Continue the page of poem excerpts and readers' comments below from where it stops.

TEXT UNDER STUDY:
►

A Friend to Kelly Banek

Oh, I kept the first for another day!

[excerpt]

"My speech teacher first showed it to me aged 13 and it has been etched into my tissues since...this verbal tattoo, that keeps whispering away at me. After a wild journey in advertising, charity, motherhood, I return to speech; this time, I am the teacher."

Those Winter Sundays

by Robert Hayden

A Friend to Matthew Johnson

Sundays too my father got up early
and put his clothes on in the blueblack cold,
then with cracked hands that ached
from labor in the weekday weather made
banked fires blaze.

[excerpt]

"The first stanza parallels countless Sundays, Mondays, Tuesdays, and so-on mornings from my childhood and my father, who was a firefighter when we lived in the counties of Westchester and Fairfield in New York and Connecticut, respectively. I am reminded of the importance of acknowledging and appreciating the support made by those who seek to elevate you."

Where the Mind is Without Fear

by Rabindranath Tagore

A Friend to Linda Kader

Where words come out from the depth of truth
Where tireless striving stretches its arms towards perfection

[excerpt]

“Tagore wrote it over 30 years before India's independence. The clarity of the vision, the poignancy of the words, the power of the dream, passion for freedom, all are encompassed in this poem, for me.”

And It Does, Marianne

by Eli Siegel

A Friend to Leila Rosen

Marianne, it’s a very connected world.
That takes you in, Marianne.
It should, I think, too.
You deserve it and the world does.

◄

DATA FOR REVIEW:
►

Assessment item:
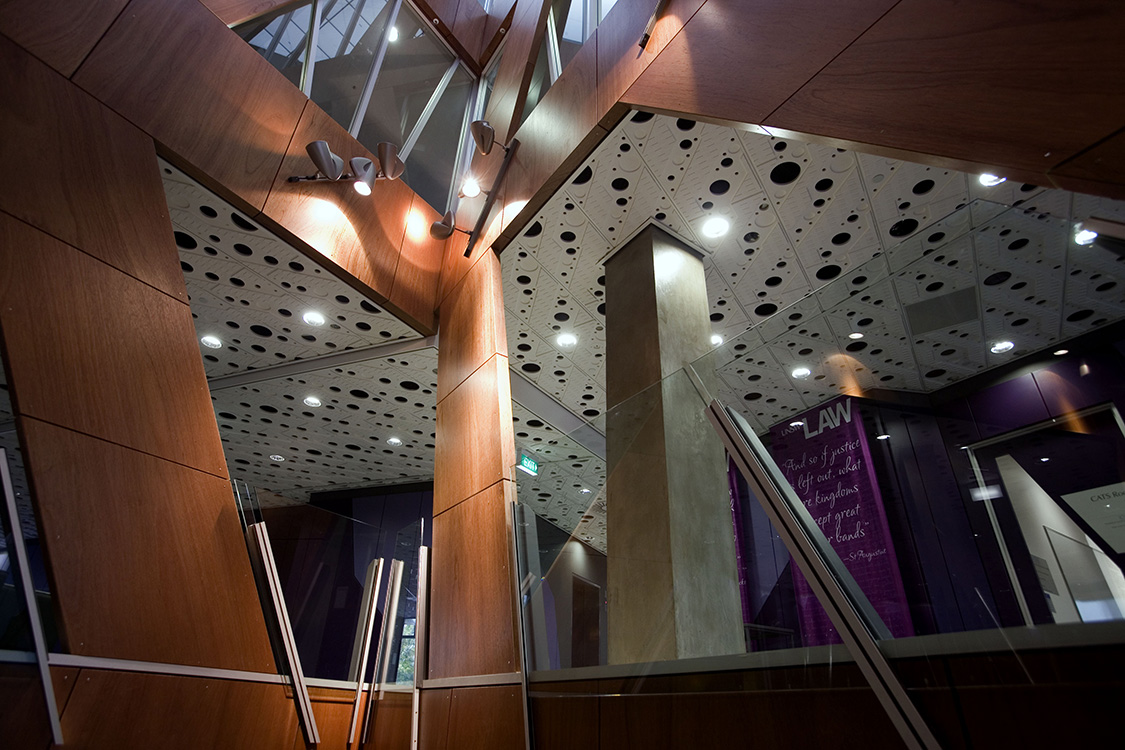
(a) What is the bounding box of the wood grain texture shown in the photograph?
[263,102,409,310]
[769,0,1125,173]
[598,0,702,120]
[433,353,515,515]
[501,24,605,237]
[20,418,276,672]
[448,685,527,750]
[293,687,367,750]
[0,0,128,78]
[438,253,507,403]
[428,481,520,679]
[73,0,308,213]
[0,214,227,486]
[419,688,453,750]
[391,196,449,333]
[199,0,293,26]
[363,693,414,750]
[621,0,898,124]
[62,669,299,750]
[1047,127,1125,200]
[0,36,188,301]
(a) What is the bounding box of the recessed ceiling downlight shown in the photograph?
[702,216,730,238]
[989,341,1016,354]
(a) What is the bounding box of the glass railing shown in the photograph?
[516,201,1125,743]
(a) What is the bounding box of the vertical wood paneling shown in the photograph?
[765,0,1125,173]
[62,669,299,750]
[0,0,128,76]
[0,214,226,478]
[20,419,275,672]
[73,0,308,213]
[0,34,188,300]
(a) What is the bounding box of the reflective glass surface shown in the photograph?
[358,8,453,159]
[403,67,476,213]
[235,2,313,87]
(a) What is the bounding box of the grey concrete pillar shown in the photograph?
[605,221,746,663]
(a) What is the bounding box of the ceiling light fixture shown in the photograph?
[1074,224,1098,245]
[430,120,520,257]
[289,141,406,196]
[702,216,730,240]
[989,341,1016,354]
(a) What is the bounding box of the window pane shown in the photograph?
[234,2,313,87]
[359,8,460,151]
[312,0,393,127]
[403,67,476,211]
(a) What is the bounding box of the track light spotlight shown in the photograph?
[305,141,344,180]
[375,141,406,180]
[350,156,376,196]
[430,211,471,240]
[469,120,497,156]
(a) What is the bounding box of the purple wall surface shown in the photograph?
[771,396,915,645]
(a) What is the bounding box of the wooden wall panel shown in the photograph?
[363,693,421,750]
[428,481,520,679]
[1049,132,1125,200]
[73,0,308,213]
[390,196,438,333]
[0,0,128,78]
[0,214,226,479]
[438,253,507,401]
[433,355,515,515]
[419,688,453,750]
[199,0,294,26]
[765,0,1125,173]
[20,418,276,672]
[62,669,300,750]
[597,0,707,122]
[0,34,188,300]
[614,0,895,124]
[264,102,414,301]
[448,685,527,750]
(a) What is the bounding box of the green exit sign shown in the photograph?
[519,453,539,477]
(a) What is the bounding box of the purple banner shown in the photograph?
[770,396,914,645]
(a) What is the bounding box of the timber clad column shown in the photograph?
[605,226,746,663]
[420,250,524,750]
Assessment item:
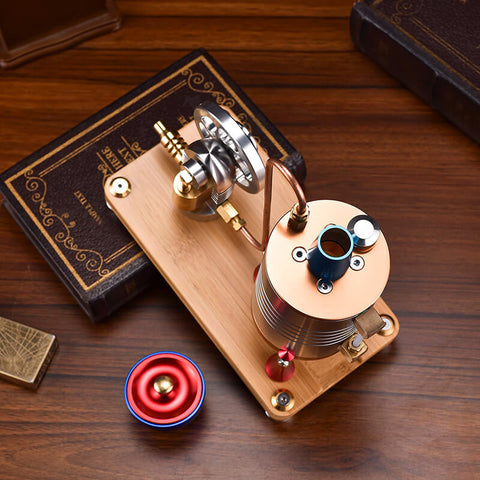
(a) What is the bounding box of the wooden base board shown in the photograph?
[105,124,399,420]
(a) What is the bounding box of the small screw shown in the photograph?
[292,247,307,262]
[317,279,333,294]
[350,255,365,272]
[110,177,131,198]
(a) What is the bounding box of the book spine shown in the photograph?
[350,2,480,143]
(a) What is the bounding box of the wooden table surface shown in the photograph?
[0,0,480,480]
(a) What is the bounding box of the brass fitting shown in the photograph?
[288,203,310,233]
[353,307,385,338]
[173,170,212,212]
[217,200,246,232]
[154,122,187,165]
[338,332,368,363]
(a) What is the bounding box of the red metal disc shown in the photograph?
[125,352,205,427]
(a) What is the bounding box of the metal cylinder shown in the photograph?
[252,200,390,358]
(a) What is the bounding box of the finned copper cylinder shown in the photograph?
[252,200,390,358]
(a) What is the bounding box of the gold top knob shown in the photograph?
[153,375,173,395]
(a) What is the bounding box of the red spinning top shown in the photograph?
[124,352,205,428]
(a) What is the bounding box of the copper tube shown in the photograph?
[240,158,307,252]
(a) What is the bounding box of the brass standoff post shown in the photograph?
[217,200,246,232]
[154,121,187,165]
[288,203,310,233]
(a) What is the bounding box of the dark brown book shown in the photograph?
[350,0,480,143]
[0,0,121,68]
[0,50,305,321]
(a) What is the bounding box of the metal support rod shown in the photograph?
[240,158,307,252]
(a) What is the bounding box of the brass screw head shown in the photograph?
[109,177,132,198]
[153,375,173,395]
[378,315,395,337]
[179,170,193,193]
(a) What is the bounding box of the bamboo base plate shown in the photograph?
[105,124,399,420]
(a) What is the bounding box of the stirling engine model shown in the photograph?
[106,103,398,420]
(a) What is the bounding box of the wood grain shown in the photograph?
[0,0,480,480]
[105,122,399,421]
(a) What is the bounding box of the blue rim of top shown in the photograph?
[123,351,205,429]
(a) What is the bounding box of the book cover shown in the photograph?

◄
►

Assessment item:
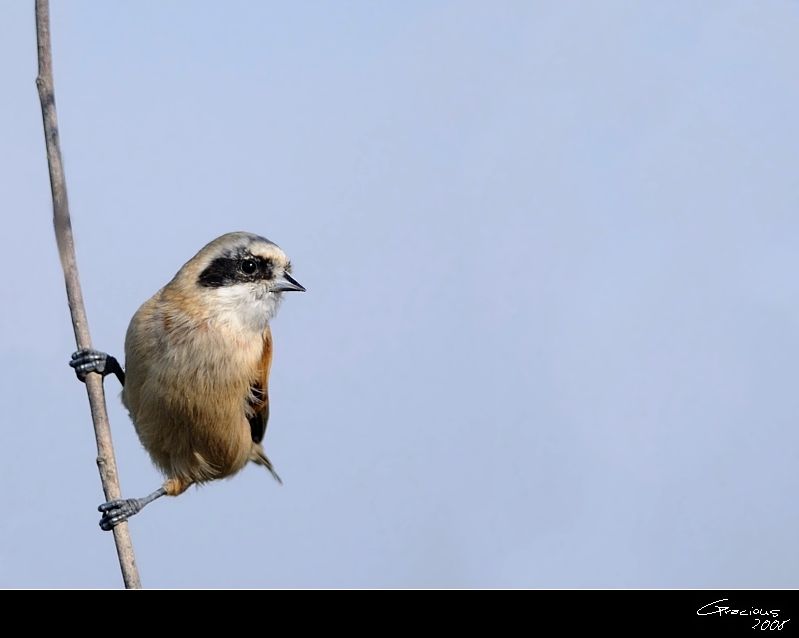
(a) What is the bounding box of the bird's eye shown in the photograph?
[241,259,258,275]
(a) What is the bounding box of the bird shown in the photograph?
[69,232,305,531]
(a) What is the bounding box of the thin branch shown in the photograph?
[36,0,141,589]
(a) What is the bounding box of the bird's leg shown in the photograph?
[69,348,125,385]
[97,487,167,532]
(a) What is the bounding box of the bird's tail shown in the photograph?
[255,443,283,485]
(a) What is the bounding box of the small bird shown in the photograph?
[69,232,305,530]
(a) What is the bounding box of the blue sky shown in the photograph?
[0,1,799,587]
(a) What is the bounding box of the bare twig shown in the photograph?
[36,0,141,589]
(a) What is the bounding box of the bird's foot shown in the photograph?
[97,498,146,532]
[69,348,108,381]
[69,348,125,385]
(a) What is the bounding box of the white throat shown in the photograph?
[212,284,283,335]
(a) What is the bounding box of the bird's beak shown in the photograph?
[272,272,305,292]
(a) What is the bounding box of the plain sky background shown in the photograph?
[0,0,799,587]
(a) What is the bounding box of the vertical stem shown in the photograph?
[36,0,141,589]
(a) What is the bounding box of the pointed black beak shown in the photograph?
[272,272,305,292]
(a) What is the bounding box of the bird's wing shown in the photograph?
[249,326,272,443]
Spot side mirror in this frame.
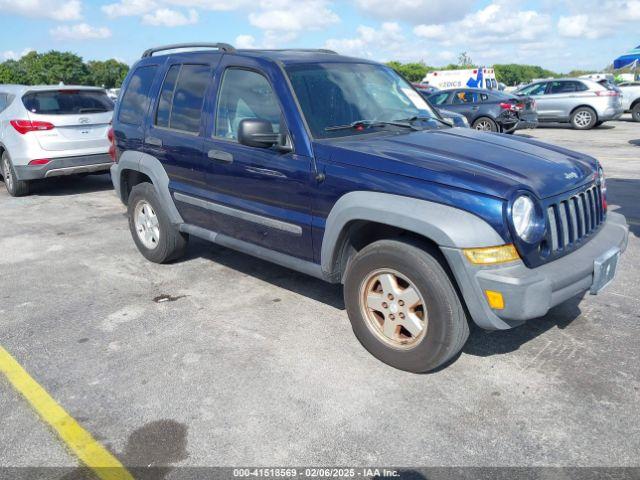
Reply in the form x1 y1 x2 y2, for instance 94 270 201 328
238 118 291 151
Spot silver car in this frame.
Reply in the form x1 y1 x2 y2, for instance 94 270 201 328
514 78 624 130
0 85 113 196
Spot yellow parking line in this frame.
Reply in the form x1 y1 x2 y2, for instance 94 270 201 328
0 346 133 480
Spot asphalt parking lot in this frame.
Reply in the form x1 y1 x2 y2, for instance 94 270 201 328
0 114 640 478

◄

OUTPUT OF THE EXERCISE:
[excerpt]

“What stood out to me in this poem is this wonderful line: ‘lt's a very connected world, Marianne.’ A week doesn’t go by when this line, and what it represents, doesn’t come to mind. It strengthens and inspires me, encourages me to feel permanently and widely related to everything and everyone.”

Evening

by Stephan G. Stephansson

A Friend to Jerry Iwanus

Till finally called - and shall calmly retire
Where sleeplessness may not assail
Convinced that whatever of good I conceived
Continues - and never shall fail
The best that was in me forever shall live
The sun over darkness prevail.

[excerpt]

“Stephan G. Stephansson, considered Iceland’s greatest poet, actually homesteaded in Central Alberta, where I moved in 1985. It is in my will that the last line should be etched on my gravestone. Those last four lines have sustained more often than I care to admit.”

Having A Coke With You

by Frank O'Hara

A Friend to Carolina Carriazo

I look
at you and I would rather look at you than all the portraits in the world
except possibly for the Polish Rider occasionally and anyway it’s in the Frick

[excerpt]

"I had just moved to New York after graduating college for my first real job. I knew no one there. It became a constant companion for the next few months. I even took it with me to the Frick - no less than it deserved."

Lying in Bed in the Dark I Silently Address the Birds of Arizona

by Billy Collins

A Friend to Sergios Hadjivasilis

Oh, birds of Arizona, who woke me yesterday with your excited chirping, where do you go to die?

[excerpt]

"I've been working through your back catalogue, and I haven't seen an appearance by Billy Collins yet, and so I would like to share with you my favourite poem, my friend."

Mother to Son

by Langston Hughes

A Friend to Phoebe Batanda

Don’t you fall now—
For I’se still goin’, honey,
I’se still climbin’,
And life for me ain’t been no crystal stair.

[excerpt]

"I loved the realistic advice the mother gives to the son - that life is not a bed of roses. This poem reminds me often times life is a journey filled with ‘climbings, bare places’, but we ought not to give up."

Sometimes

by Sheenagh Pugh

A Friend to Jann Paton

The sun will sometimes melt a field of sorrow
that seemed hard frozen; may it happen for you.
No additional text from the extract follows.